# START OF DATA ROWS

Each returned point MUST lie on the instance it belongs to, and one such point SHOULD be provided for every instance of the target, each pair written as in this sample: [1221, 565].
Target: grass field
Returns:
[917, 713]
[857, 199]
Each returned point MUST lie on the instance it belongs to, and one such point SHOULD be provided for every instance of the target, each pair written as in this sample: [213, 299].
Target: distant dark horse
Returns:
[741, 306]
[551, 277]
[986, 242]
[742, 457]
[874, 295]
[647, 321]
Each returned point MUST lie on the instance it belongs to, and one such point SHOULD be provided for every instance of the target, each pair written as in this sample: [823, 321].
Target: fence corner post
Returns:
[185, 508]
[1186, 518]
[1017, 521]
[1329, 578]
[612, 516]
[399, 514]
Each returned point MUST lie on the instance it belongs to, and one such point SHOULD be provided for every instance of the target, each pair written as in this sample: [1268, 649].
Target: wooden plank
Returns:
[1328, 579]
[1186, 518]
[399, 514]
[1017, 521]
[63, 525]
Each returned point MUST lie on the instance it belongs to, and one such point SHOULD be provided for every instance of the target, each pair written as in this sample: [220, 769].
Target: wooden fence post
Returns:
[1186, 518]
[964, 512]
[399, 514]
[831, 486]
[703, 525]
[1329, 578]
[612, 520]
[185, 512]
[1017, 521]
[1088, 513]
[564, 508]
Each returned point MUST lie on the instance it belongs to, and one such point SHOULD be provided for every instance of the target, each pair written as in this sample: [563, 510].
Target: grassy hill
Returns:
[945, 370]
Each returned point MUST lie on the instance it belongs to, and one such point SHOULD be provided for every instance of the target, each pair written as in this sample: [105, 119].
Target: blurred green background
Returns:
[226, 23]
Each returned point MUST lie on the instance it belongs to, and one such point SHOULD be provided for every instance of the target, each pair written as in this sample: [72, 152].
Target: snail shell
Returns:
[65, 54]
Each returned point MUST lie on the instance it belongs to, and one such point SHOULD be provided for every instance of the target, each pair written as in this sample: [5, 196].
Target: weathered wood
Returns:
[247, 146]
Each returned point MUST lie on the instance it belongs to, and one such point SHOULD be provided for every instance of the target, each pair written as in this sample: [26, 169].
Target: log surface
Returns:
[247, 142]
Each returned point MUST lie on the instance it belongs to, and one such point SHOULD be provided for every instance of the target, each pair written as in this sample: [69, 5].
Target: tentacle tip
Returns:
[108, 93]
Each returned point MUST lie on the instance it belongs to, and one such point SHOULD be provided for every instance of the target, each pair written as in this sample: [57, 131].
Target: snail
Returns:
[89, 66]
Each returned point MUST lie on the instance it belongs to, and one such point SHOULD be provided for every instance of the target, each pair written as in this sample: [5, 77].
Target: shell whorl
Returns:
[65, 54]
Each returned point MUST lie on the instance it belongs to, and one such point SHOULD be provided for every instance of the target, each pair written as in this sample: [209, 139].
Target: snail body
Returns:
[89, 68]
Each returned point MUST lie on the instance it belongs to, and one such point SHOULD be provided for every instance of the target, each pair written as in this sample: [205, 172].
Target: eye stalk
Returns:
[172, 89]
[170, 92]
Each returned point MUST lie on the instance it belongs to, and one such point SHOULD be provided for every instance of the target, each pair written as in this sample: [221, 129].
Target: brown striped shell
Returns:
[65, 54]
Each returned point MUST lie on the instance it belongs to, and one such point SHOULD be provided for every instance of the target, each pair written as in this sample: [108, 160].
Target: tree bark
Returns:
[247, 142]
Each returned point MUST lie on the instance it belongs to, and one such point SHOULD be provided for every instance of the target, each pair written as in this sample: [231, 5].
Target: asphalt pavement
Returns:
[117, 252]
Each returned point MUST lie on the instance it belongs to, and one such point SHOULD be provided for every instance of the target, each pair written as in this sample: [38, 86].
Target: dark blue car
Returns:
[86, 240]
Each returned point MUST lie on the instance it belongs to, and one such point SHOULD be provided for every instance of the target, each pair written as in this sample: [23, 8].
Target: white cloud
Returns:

# END OF DATA ROWS

▸ **YOUR OBJECTIVE**
Write the data back out verbatim.

▸ **ANSWER IN FULL**
Each returned point MUST lie on the instance it belongs to, and one such point SHOULD be provided for every instance of the target, each pair written as in this sample: [1221, 565].
Target: grass field
Returns:
[917, 713]
[857, 199]
Each returned point MUST lie on the instance it belongs to, and one such point SHOULD be provided for every instance of the target, each pair written as in this sample: [213, 299].
Target: distant dark horse
Returns:
[741, 306]
[551, 277]
[986, 242]
[742, 457]
[874, 295]
[647, 321]
Each returned point MUST lie on the instance it belongs to, and one such point SHOULD be provided for every instance of the target, each pair written as in this sample: [823, 321].
Target: fence corner post
Returns:
[185, 508]
[1186, 518]
[1017, 521]
[1329, 578]
[612, 516]
[399, 514]
Each returned point MUST lie on the instance it belongs to, and one such point SHOULD be provided for every instance of the target, each pair written as in this sample: [1268, 649].
Target: wooden plank
Returns:
[1328, 579]
[1186, 518]
[399, 514]
[1017, 521]
[63, 525]
Each returned point MUST lie on the instance it belongs to, and one such point SHOULD be provided for every instance of the target, each pair written as in this sample: [220, 769].
Target: wooden fence post
Returns:
[1186, 518]
[964, 512]
[399, 514]
[831, 486]
[703, 525]
[1329, 578]
[612, 520]
[185, 512]
[1017, 521]
[1088, 513]
[564, 508]
Each returned point MUST lie on the instance it belongs to, and one such point SHOULD be provided for every instance of the target, each pair written as in this sample: [563, 510].
Target: grassy hill
Returns:
[945, 370]
Each returned point MUST lie on the instance it belongs to, and one such point SHOULD be provided for every instance of the target, each pair written as in this sample: [105, 119].
Target: blurred green background
Returns:
[226, 23]
Each returned point MUST lie on the instance it belongs to, and one such point SHOULD be provided for every instance of the target, each pair written as in this sample: [72, 152].
Target: snail shell
Returns:
[65, 54]
Each returned point MUST lie on the instance it belongs to, and one such point SHOULD be provided for every instance of the target, each pair written as in this sample: [5, 196].
Target: weathered wood
Returns:
[247, 146]
Each returned point MUST lie on the instance it belongs to, and one such point SHOULD be provided for every instance of the target, each pair written as in this sample: [26, 169].
Target: log surface
Returns:
[247, 142]
Each returned point MUST lie on the instance it belongs to, and one such point SHOULD be provided for every instance of the target, each pair written as in this sample: [69, 5].
Target: tentacle tip
Returns:
[108, 93]
Each returned point MUST lie on the instance it belongs to, and one such point SHOULD be provided for every instance of the target, each pair written as in this sample: [57, 131].
Target: snail
Returns:
[89, 66]
Each returned point MUST lie on the instance it belongs to, and one such point SHOULD be provided for every instance of the target, each pair written as in this sample: [5, 77].
Target: shell whorl
Returns:
[65, 54]
Each returned point MUST lie on the instance it belongs to, and one such point SHOULD be provided for every instance of the target, each pair written as in this sample: [209, 139].
Target: snail body
Returns:
[89, 68]
Each returned point MUST lie on the instance it belongs to, and one such point SHOULD be provided for every instance of the target, each pair written as in this sample: [205, 172].
Target: eye stalk
Returns:
[172, 89]
[170, 92]
Each returned point MUST lie on the instance it belongs to, and one such point SHOULD be provided for every instance of the target, each pair written as in this sample: [221, 129].
Target: brown striped shell
Returns:
[65, 54]
Each returned point MUST lie on the instance it belongs to, and one such point SHOULD be provided for every instance of the target, each pair written as in this sample: [108, 160].
Target: tree bark
Returns:
[247, 142]
Each returned point MUST lie on the instance it belongs to, and one such point SHOULD be provided for every instance of the target, each pair written as in this sample: [231, 5].
Target: asphalt pavement
Returns:
[117, 252]
Each returned point MUST lie on the instance it belongs to, and one such point SHOULD be provided for every instance of the target, each pair written as in this sample: [38, 86].
Target: dark blue car
Returns:
[86, 240]
Each returned point MUST lie on the instance it belongs to, and one such point SHOULD be provided for every instance of the target, each pair written as in this sample: [23, 8].
Target: white cloud
Returns:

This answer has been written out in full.